▶ [What to do]: Quote the following material word for word, including every line.
* start Task input *
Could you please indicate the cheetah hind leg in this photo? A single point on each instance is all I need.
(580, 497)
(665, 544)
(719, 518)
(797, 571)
* end Task input *
▶ [Answer to this problem]:
Could you please indicate the cheetah hind leg in this photo? A single point on each instance is all I need.
(580, 497)
(665, 544)
(719, 518)
(797, 571)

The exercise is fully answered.